== Source data ==

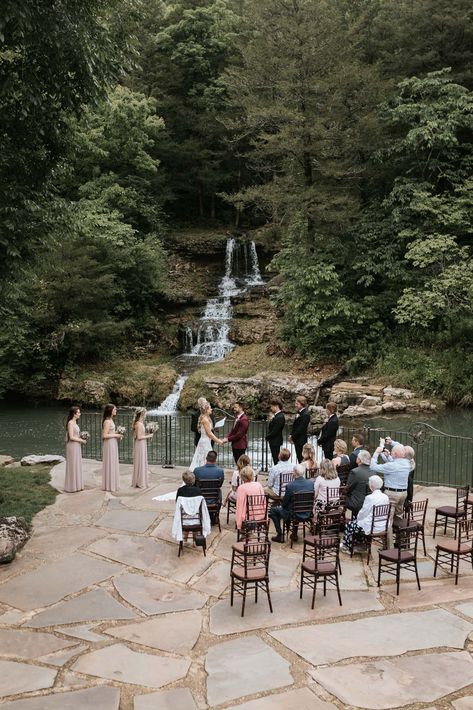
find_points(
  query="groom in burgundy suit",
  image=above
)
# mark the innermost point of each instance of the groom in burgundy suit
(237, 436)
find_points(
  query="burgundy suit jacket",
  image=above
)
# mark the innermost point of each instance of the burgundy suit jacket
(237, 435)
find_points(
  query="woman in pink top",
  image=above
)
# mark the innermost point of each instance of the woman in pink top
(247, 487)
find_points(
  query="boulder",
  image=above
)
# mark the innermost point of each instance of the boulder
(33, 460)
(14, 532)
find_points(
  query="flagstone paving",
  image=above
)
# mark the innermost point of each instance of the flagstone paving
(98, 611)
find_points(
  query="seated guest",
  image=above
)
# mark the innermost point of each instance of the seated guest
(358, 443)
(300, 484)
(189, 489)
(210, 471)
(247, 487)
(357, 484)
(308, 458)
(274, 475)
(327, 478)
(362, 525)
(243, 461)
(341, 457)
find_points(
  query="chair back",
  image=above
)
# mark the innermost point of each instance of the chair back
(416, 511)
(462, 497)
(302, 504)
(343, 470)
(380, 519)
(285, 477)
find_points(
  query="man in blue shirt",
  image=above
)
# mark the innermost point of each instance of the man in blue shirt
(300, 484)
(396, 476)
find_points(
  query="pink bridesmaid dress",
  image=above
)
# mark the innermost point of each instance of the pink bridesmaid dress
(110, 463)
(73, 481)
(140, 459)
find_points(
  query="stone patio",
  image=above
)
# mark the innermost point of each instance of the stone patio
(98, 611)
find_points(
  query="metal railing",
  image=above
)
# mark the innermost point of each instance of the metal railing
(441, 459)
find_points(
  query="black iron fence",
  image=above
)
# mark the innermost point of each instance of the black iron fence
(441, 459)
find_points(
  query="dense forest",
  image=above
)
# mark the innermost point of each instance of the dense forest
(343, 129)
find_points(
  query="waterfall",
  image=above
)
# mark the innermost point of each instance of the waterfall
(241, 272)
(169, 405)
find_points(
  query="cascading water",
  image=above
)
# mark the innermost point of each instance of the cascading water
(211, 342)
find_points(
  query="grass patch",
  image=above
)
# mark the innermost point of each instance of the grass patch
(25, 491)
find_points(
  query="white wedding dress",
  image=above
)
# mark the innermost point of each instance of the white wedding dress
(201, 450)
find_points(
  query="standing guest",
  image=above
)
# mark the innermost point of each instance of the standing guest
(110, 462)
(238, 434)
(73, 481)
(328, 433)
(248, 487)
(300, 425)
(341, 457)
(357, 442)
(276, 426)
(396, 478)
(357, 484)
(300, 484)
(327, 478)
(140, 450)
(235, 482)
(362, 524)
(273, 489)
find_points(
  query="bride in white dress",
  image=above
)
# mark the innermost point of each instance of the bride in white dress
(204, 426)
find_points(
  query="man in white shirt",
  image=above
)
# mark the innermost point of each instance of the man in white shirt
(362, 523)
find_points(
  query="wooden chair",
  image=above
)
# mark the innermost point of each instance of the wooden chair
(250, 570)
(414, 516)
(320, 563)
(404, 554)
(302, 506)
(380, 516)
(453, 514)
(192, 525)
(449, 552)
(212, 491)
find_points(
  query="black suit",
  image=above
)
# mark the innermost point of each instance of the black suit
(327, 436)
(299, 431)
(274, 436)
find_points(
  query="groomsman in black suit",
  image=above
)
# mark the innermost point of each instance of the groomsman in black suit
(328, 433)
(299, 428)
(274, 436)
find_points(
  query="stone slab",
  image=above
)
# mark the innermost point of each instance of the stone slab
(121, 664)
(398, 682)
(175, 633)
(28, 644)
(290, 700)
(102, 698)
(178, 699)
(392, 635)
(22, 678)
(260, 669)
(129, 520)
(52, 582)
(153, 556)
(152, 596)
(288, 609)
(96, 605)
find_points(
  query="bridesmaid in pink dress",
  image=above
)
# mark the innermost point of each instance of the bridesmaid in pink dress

== About this task ==
Retype word for word all the material given above, and keep the pictures out.

== Answer to the exercise ==
find_points(
  query="groom in burgundy suit",
  image=above
)
# mark the innermost point of each instance of the groom in burgundy suit
(237, 436)
find_points(
  query="burgundy suit jacket",
  image=above
)
# mark the innermost point of each instance of the burgundy suit jacket
(237, 435)
find_points(
  query="woman in pink top",
  image=above
)
# mark the innermost point of each instance of the woman in pink top
(247, 487)
find_points(
  query="boulder",
  image=above
)
# mark the innermost point of each instance of the boulder
(33, 460)
(14, 532)
find_points(
  query="flagstone paving",
  image=above
)
# mark the innermost point of each instance of the flagstone paving
(98, 611)
find_points(
  query="seated guest",
  image=above
)
# mark the innermost point of each instance of the seated guest
(358, 443)
(300, 484)
(189, 489)
(210, 471)
(247, 487)
(357, 484)
(308, 458)
(274, 475)
(327, 478)
(362, 525)
(243, 461)
(341, 457)
find_points(
  query="chair back",
  image=above
)
# mark the innermost point of each instance of the chair back
(416, 511)
(462, 497)
(302, 504)
(343, 470)
(380, 519)
(285, 477)
find_points(
  query="man in blue shirt",
  image=above
)
# mark the innermost point of each instance of the man in blue shirt
(300, 484)
(396, 476)
find_points(
  query="pink bridesmaid dress",
  image=above
)
# mark the innermost point of each instance of the pink bridesmaid dress
(110, 463)
(73, 481)
(140, 459)
find_points(
  query="stone patio",
  image=above
)
# mark the innermost point of each instance of the stone patio
(98, 611)
find_points(
  query="metal railing",
  image=above
)
# mark the innermost point of each instance of the metal railing
(441, 459)
find_points(
  query="black iron fence",
  image=above
)
# mark the innermost point of each instance of the black iron fence
(441, 459)
find_points(
  query="dense forest",
  image=above
)
# mark the innermost point of each instance of the dense forest
(343, 129)
find_points(
  query="waterfall",
  image=above
)
# mark the innermost point of each instance of the waterfall
(241, 272)
(169, 405)
find_points(
  query="cascading water",
  image=above
)
# mark the innermost point of each instance of the cascading water
(211, 342)
find_points(
  query="grass patch",
  image=above
)
# mark the innermost point of each instance of the grass patch
(25, 491)
find_points(
  query="white wedding dress",
  image=above
)
# mark the innermost point of each instance of the white wedding dress
(201, 450)
find_points(
  query="standing guest",
  image=above
)
# mark the innermost point of each instance of the standing guest
(110, 462)
(238, 434)
(73, 481)
(328, 433)
(248, 487)
(300, 425)
(341, 457)
(357, 442)
(276, 426)
(396, 478)
(357, 484)
(300, 484)
(327, 478)
(140, 450)
(235, 482)
(362, 524)
(273, 489)
find_points(
  query="bride in white dress",
  image=above
)
# mark the innermost point of each instance of the bride in white dress
(204, 426)
find_points(
  query="man in white shirt",
  image=above
)
# mark the innermost point of each instance of the man in white shirt
(362, 523)
find_points(
  query="wooden chair",
  image=above
)
# mark the innermost point of each instance of the wooden chair
(250, 570)
(414, 516)
(320, 563)
(404, 554)
(302, 506)
(380, 516)
(453, 514)
(192, 525)
(449, 552)
(212, 491)
find_points(
  query="black suit",
  image=above
)
# mark the innermost point of each instance of the black suit
(327, 436)
(299, 431)
(274, 436)
find_points(
  query="groomsman in black suit",
  image=above
)
# mark the innermost point of each instance of the groomsman in black suit
(328, 433)
(299, 428)
(274, 436)
find_points(
  query="stone slab",
  image=above
)
# mark the innermost point of each instance of the stone slab
(121, 664)
(398, 682)
(175, 633)
(28, 644)
(290, 700)
(102, 698)
(178, 699)
(392, 635)
(22, 678)
(260, 669)
(129, 520)
(52, 582)
(153, 556)
(152, 596)
(288, 609)
(96, 605)
find_points(
  query="bridesmaid in pink dress",
  image=above
)
# mark the innermost point of each instance of the bridesmaid in pink dress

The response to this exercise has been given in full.